Stored items
┄┄┄┄┄┄┄┄┄┄
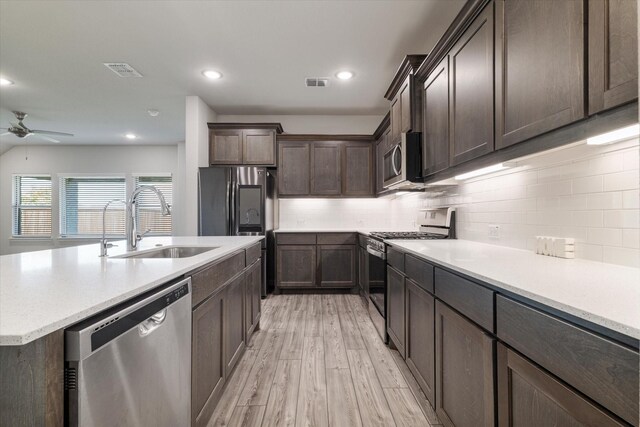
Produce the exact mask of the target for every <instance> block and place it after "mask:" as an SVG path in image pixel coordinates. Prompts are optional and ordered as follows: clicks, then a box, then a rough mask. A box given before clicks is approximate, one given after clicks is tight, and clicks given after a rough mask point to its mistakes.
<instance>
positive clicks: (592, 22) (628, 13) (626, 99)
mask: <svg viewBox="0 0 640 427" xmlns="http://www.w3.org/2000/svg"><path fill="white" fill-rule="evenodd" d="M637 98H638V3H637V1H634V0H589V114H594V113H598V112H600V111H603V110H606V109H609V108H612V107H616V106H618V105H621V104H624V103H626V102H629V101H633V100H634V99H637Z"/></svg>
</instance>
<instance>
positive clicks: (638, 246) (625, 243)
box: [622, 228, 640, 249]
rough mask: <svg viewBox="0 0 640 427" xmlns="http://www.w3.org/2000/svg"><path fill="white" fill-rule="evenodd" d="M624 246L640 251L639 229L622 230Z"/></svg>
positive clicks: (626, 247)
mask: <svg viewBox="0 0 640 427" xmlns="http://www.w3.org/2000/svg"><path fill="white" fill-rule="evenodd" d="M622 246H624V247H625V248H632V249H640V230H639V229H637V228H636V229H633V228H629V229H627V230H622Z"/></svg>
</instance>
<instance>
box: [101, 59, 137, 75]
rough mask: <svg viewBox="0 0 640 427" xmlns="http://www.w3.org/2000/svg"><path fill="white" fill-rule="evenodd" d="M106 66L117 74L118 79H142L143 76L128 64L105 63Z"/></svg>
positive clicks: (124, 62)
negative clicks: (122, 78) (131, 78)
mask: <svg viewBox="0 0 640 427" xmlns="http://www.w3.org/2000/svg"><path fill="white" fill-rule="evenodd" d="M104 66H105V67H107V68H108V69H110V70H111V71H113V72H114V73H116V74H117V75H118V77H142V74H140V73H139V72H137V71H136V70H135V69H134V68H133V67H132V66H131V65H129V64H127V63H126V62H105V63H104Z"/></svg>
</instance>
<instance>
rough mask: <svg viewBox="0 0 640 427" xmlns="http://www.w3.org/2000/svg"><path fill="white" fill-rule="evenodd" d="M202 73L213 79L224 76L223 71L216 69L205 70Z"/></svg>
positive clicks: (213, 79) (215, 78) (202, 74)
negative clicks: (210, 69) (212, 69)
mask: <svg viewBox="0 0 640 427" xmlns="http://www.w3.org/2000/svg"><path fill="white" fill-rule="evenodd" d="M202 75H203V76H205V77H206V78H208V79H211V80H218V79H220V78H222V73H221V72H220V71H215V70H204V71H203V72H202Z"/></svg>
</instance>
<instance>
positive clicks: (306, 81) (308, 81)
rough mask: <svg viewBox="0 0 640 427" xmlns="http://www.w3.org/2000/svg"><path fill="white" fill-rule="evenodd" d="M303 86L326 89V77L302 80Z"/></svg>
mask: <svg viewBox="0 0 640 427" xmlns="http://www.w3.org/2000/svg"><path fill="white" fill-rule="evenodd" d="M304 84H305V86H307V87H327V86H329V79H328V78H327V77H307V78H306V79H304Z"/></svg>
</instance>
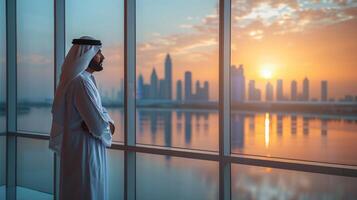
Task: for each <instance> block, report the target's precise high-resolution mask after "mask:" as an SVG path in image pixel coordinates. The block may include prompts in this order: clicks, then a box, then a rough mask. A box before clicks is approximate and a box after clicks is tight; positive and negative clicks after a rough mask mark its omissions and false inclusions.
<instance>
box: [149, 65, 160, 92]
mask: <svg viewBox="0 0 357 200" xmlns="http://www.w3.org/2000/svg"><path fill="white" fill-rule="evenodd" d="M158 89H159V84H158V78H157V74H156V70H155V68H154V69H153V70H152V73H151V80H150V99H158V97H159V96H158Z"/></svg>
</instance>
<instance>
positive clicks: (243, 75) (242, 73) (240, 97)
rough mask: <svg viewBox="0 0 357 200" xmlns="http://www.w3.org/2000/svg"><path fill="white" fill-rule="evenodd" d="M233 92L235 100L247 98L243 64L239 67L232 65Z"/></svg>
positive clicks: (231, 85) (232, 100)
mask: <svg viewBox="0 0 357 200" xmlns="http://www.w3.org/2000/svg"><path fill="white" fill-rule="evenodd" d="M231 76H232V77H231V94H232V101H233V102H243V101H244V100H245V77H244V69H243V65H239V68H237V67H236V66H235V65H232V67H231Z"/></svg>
┄┄┄┄┄┄┄┄┄┄
ASSIGNMENT →
Reproduce all of the entries exactly as they appear, though any picture they include must be omitted.

RESPONSE TO THE TASK →
Produce the exact mask of the target for every <instance> block and place it after "mask:" as an SVG path in image pixel coordinates. Prompts are optional and ordered as follows: clicks, then a box, then a rough mask. A box given before clicks is approximate, one given after clicks is tight, and clicks given after a rough mask point to its mistakes.
<instance>
positive clicks: (592, 22) (628, 13) (626, 99)
mask: <svg viewBox="0 0 640 427" xmlns="http://www.w3.org/2000/svg"><path fill="white" fill-rule="evenodd" d="M637 98H638V3H637V1H634V0H589V114H594V113H598V112H600V111H603V110H606V109H609V108H612V107H616V106H618V105H621V104H624V103H626V102H629V101H633V100H634V99H637Z"/></svg>
</instance>
<instance>
positive clicks: (638, 246) (625, 243)
box: [622, 228, 640, 249]
rough mask: <svg viewBox="0 0 640 427" xmlns="http://www.w3.org/2000/svg"><path fill="white" fill-rule="evenodd" d="M624 246L640 251L639 229L622 230Z"/></svg>
positive clicks: (626, 247)
mask: <svg viewBox="0 0 640 427" xmlns="http://www.w3.org/2000/svg"><path fill="white" fill-rule="evenodd" d="M622 246H624V247H625V248H632V249H640V230H639V229H637V228H636V229H633V228H629V229H627V230H622Z"/></svg>
</instance>
<instance>
box: [101, 59, 137, 75]
rough mask: <svg viewBox="0 0 640 427" xmlns="http://www.w3.org/2000/svg"><path fill="white" fill-rule="evenodd" d="M106 66L117 74L118 79H142L143 76L128 64L105 63Z"/></svg>
positive clicks: (124, 62)
negative clicks: (122, 78) (131, 78)
mask: <svg viewBox="0 0 640 427" xmlns="http://www.w3.org/2000/svg"><path fill="white" fill-rule="evenodd" d="M104 66H105V67H107V68H108V69H110V70H111V71H113V72H114V73H116V74H117V75H118V77H142V74H140V73H139V72H137V71H136V70H135V69H134V68H133V67H132V66H131V65H129V64H127V63H126V62H105V63H104Z"/></svg>
</instance>
<instance>
rough mask: <svg viewBox="0 0 640 427" xmlns="http://www.w3.org/2000/svg"><path fill="white" fill-rule="evenodd" d="M202 73L213 79L224 76L223 71L216 69L205 70Z"/></svg>
positive clicks: (213, 79) (215, 78) (202, 74)
negative clicks: (210, 69) (212, 69)
mask: <svg viewBox="0 0 640 427" xmlns="http://www.w3.org/2000/svg"><path fill="white" fill-rule="evenodd" d="M202 75H203V76H205V77H206V78H208V79H211V80H218V79H220V78H222V73H221V72H220V71H215V70H204V71H203V72H202Z"/></svg>
</instance>
<instance>
positive clicks: (306, 81) (308, 81)
rough mask: <svg viewBox="0 0 640 427" xmlns="http://www.w3.org/2000/svg"><path fill="white" fill-rule="evenodd" d="M303 86L326 89V77L302 80Z"/></svg>
mask: <svg viewBox="0 0 640 427" xmlns="http://www.w3.org/2000/svg"><path fill="white" fill-rule="evenodd" d="M304 84H305V86H307V87H327V86H329V79H328V78H327V77H307V78H306V79H304Z"/></svg>
</instance>
Task: for each <instance> block, report the target's precise high-resolution mask after "mask:" as an SVG path in image pixel coordinates. The block may include prompts in this order: clicks, then a box, then a rough mask. A box before clicks is approximate and a box after clicks is tight; positive and negative clicks after a rough mask mark its omissions and false inclusions.
<instance>
box: [149, 65, 160, 92]
mask: <svg viewBox="0 0 357 200" xmlns="http://www.w3.org/2000/svg"><path fill="white" fill-rule="evenodd" d="M158 89H159V84H158V78H157V74H156V70H155V68H154V69H153V70H152V73H151V80H150V99H158V97H159V96H158Z"/></svg>
</instance>
<instance>
positive clicks: (243, 75) (242, 73) (240, 97)
rough mask: <svg viewBox="0 0 357 200" xmlns="http://www.w3.org/2000/svg"><path fill="white" fill-rule="evenodd" d="M233 92L235 100L247 98L243 64L239 67L232 65Z"/></svg>
positive clicks: (231, 85) (232, 100)
mask: <svg viewBox="0 0 357 200" xmlns="http://www.w3.org/2000/svg"><path fill="white" fill-rule="evenodd" d="M231 76H232V77H231V94H232V101H233V102H243V101H244V100H245V77H244V69H243V65H239V68H237V67H236V66H235V65H232V67H231Z"/></svg>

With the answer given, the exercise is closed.